[BEGIN Data lines]

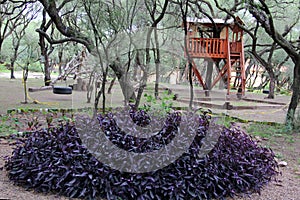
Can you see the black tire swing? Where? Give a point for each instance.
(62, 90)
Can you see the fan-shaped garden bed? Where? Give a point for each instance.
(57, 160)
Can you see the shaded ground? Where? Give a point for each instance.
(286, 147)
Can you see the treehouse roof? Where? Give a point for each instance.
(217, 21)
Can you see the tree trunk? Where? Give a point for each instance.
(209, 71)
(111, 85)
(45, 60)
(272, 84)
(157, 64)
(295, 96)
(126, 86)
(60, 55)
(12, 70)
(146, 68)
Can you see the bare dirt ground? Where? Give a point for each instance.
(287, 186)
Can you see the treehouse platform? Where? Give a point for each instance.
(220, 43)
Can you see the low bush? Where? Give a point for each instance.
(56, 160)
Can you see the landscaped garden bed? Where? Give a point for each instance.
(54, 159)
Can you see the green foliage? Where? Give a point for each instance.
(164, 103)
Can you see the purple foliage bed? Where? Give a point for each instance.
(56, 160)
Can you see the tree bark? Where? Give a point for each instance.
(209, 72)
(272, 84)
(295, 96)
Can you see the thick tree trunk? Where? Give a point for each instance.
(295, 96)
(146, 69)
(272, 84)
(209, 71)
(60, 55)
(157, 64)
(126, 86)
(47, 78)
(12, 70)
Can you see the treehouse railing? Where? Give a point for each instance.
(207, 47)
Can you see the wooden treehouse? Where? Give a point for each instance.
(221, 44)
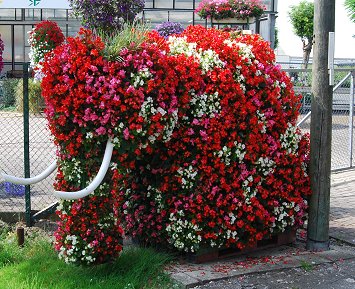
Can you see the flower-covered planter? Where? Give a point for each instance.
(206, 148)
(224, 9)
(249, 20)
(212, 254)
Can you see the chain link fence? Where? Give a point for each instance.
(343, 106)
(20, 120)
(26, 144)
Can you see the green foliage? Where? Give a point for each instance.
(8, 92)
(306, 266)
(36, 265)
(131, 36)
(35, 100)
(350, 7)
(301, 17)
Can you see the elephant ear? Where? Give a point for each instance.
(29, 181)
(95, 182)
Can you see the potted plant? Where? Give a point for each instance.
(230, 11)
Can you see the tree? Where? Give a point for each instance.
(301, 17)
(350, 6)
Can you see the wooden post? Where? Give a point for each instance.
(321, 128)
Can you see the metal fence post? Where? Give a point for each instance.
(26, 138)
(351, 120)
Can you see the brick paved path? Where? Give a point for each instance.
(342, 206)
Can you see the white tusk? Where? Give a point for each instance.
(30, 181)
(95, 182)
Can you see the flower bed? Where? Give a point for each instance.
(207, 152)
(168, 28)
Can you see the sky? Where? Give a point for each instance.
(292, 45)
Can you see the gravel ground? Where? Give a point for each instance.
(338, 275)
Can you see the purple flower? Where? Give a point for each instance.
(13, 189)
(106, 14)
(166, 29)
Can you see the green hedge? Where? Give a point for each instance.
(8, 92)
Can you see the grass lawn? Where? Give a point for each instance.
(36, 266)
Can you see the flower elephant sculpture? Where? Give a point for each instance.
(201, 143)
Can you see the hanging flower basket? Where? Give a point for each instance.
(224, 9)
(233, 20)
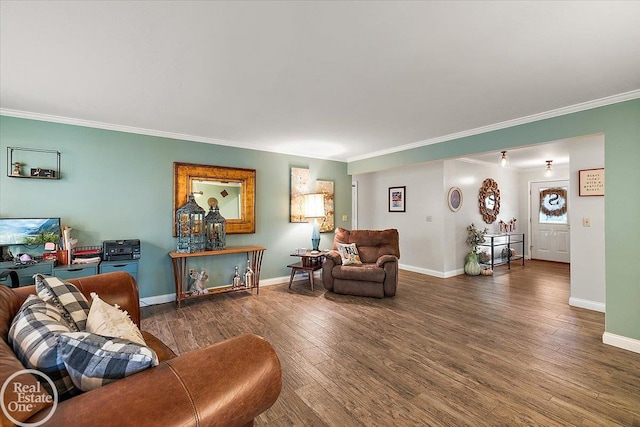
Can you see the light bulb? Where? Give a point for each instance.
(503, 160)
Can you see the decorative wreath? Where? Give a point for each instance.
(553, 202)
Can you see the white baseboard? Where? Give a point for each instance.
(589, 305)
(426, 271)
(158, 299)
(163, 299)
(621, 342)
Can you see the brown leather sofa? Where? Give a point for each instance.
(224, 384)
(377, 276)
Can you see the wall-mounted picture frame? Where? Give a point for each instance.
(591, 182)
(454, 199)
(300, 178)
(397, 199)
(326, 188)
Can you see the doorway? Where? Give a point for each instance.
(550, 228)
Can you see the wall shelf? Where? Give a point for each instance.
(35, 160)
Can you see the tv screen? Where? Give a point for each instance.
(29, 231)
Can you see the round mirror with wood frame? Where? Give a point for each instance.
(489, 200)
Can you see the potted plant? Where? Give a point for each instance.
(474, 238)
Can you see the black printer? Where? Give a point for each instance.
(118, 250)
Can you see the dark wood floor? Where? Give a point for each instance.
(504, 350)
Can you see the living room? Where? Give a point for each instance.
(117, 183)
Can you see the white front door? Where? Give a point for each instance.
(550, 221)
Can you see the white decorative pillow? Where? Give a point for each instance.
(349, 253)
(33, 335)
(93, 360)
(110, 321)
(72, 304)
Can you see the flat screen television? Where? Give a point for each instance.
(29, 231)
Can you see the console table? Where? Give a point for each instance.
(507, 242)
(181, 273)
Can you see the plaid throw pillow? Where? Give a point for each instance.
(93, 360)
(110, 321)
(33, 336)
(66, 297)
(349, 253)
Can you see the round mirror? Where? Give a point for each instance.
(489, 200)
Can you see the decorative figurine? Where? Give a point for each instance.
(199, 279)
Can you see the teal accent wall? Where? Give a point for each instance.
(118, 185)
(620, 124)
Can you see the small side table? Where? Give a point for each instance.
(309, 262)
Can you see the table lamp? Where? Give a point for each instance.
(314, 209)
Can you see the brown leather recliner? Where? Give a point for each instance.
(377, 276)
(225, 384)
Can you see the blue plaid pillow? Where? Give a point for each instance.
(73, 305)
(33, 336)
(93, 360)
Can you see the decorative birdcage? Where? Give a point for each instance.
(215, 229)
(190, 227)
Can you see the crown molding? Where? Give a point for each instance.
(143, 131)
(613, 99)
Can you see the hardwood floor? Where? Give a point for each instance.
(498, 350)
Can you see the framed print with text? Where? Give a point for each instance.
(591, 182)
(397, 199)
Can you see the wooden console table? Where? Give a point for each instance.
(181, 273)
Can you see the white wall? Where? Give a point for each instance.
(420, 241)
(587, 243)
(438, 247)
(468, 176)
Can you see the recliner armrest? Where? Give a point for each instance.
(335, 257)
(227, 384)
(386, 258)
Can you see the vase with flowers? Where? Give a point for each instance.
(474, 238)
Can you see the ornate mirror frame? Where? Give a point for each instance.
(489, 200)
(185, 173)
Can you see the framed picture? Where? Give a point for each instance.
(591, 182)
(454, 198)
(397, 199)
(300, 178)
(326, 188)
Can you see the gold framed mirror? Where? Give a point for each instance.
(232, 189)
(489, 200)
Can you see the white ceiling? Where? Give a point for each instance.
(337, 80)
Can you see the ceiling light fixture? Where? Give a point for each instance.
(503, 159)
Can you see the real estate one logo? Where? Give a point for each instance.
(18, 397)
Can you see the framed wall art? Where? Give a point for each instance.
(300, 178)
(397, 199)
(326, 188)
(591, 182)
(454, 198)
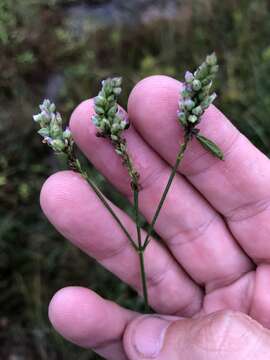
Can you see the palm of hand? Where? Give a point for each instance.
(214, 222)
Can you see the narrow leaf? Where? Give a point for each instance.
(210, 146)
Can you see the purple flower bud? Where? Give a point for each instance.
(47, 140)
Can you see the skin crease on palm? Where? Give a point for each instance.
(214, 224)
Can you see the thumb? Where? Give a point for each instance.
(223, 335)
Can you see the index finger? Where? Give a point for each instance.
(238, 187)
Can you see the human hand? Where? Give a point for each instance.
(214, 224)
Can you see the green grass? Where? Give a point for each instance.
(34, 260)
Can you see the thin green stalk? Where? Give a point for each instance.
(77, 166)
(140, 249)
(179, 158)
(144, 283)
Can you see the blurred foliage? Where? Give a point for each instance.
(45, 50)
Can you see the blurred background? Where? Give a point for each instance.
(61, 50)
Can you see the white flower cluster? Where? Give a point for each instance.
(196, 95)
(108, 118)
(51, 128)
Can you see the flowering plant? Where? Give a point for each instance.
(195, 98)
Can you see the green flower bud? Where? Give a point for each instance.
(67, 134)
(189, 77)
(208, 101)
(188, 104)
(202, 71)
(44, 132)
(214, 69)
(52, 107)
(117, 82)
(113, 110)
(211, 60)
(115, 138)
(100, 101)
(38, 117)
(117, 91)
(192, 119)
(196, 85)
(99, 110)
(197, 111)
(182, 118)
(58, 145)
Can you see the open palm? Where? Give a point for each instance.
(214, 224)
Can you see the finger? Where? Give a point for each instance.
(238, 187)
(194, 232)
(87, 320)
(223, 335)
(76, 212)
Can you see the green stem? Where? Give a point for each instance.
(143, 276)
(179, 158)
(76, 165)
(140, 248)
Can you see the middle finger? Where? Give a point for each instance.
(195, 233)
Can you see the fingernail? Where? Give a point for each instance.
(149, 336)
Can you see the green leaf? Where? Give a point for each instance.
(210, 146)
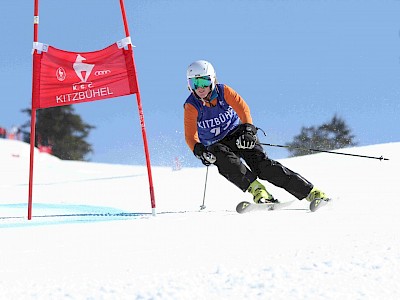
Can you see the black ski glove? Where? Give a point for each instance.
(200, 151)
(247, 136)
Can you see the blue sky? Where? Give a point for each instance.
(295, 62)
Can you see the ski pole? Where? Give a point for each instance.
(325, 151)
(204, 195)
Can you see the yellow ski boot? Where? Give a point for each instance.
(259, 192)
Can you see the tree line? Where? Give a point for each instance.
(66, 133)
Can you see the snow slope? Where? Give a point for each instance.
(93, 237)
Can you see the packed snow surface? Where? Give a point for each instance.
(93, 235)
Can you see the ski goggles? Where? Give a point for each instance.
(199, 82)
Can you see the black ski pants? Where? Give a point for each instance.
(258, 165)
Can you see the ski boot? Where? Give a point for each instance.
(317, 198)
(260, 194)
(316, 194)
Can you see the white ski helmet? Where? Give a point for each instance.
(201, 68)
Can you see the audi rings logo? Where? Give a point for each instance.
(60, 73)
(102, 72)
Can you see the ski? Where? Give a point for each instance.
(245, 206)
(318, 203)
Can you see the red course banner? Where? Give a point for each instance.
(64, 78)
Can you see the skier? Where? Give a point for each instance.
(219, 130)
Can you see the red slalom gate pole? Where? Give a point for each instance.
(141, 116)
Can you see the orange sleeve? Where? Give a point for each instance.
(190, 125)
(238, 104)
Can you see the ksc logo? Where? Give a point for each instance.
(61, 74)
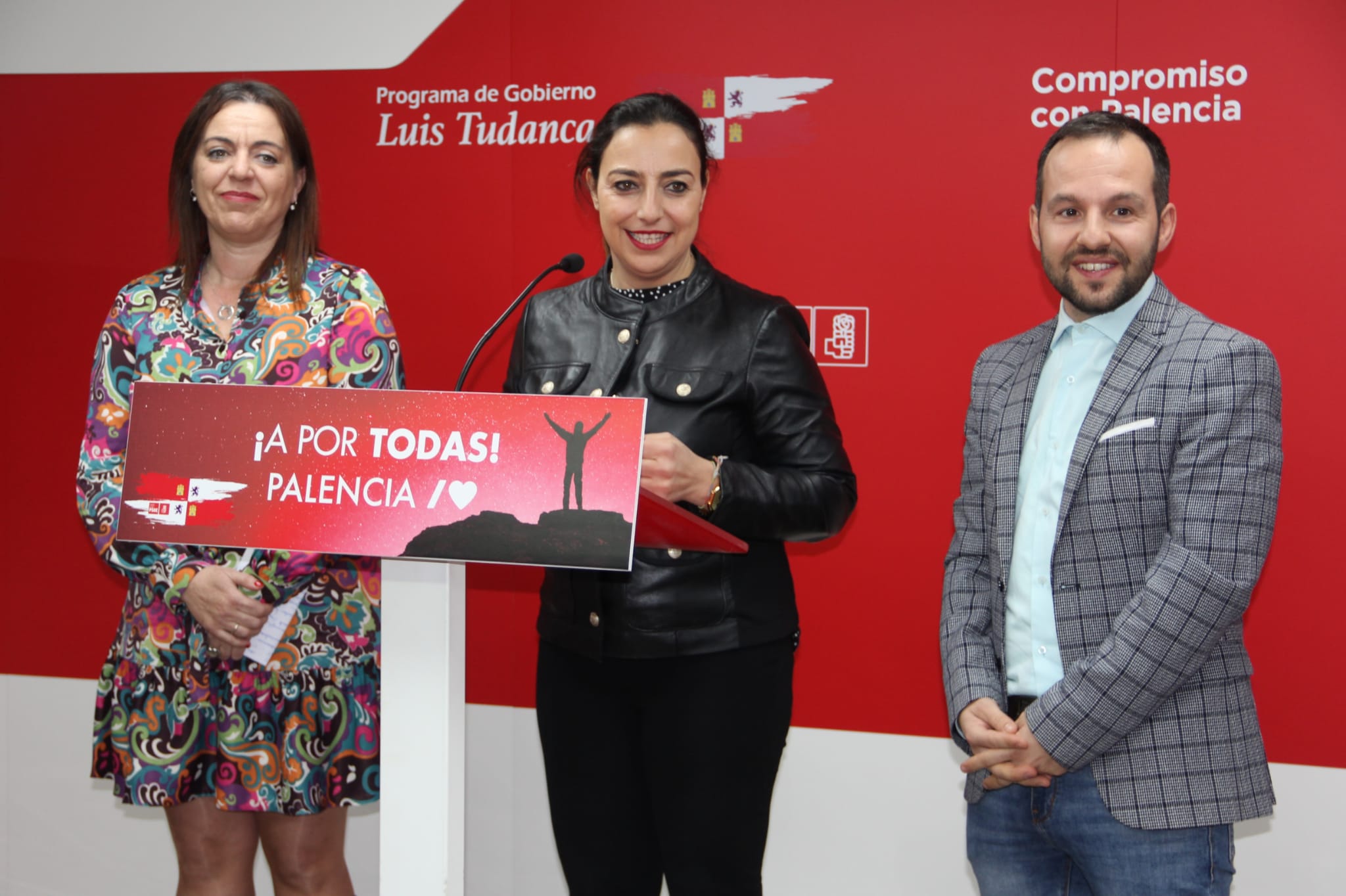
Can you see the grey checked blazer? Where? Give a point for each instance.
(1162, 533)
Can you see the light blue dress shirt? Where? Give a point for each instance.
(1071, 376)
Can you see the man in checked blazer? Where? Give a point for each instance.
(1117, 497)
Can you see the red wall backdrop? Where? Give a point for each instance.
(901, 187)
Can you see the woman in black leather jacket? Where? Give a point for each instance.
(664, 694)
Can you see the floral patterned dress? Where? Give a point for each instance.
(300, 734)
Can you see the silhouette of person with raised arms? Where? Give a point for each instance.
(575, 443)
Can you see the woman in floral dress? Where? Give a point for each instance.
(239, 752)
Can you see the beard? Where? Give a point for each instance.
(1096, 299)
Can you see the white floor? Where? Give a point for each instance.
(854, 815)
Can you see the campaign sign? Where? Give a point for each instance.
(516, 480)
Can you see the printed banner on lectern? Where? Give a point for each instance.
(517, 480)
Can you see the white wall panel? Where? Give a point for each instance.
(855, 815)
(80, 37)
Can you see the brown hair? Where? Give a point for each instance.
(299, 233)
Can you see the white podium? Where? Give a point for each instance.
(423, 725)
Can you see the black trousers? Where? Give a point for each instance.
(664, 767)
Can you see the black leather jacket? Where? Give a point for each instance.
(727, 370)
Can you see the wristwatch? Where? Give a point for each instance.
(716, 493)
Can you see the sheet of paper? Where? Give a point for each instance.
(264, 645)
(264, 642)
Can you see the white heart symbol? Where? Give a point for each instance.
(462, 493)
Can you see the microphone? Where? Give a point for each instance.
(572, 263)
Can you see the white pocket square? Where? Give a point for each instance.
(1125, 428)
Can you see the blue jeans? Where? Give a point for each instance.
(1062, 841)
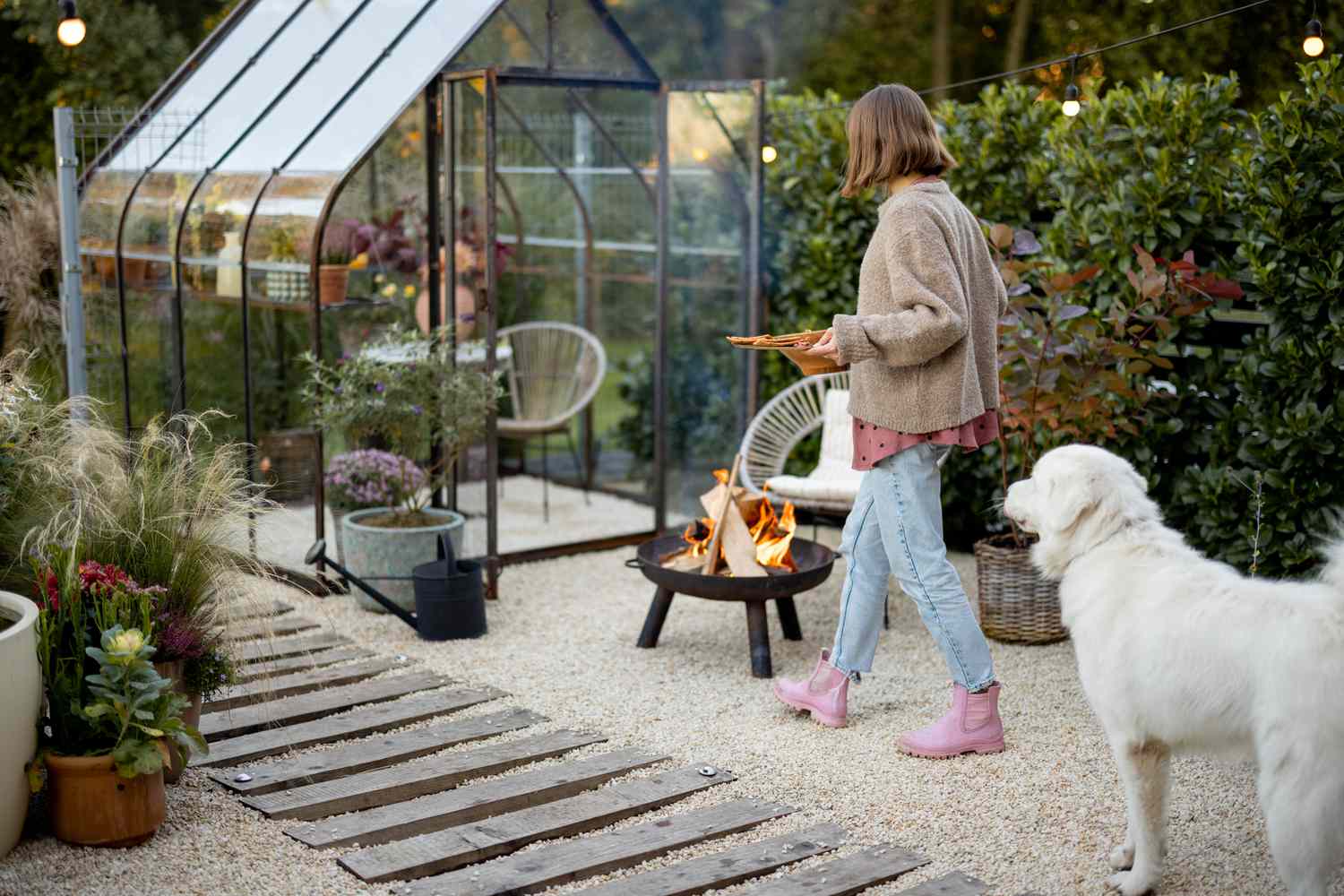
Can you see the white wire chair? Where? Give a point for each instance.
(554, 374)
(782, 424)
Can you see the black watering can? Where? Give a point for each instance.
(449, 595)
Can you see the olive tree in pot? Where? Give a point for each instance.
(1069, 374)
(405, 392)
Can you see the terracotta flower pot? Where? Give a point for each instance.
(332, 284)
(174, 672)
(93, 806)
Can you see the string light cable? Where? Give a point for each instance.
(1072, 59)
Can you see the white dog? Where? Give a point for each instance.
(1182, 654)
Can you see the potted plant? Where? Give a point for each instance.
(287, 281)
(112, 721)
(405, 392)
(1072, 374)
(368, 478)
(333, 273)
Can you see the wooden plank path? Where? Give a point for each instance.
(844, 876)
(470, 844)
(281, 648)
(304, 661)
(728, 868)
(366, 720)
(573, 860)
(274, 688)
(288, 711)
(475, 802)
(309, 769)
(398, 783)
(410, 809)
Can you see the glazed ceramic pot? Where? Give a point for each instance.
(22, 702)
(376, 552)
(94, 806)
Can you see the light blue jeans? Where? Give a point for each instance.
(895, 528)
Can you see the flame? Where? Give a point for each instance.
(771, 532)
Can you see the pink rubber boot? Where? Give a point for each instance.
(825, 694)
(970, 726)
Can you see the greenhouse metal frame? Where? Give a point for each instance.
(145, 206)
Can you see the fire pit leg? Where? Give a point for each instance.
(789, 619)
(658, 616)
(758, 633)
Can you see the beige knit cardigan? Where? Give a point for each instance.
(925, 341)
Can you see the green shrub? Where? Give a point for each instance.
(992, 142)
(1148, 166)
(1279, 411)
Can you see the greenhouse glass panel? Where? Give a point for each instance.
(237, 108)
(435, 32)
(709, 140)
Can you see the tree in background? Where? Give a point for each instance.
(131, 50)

[END Data lines]

▶ Problem details:
Could you give again exactly the lines from the line containing "Can you see the wooden plank" through the final line of the data above, and no others?

▶ Result:
Can you see the wooden plank path? Where? Give a point for each instance.
(844, 876)
(470, 844)
(281, 648)
(304, 661)
(728, 868)
(366, 720)
(573, 860)
(274, 688)
(288, 711)
(475, 802)
(309, 769)
(398, 783)
(410, 809)
Can you see the glazed ceramic pot? Where? Give a point for each instance.
(22, 702)
(376, 552)
(94, 806)
Can you see the light blue jeans? Where? Give a point for each instance.
(895, 528)
Can you see the flame? Where? Give a point for each instance.
(771, 532)
Can you see the pink rubber boot? Where? Give a point for each instance.
(825, 694)
(970, 726)
Can you see the greenhouse metal frame? Where? Give a point for each instance.
(145, 206)
Can you see the fire pit leg? Where? Give a point for each instance.
(789, 619)
(658, 616)
(758, 633)
Can you see the beige knit cardigan? Where? Give a point for each instance.
(925, 341)
Can you see the green shrub? Where? Give a point for each instance.
(992, 142)
(1148, 166)
(1279, 411)
Can you see the greenhouse glass panel? Where? Give a point for each instance.
(237, 108)
(435, 32)
(709, 140)
Can you see the tree in background? Where? Give a point for each instance.
(131, 50)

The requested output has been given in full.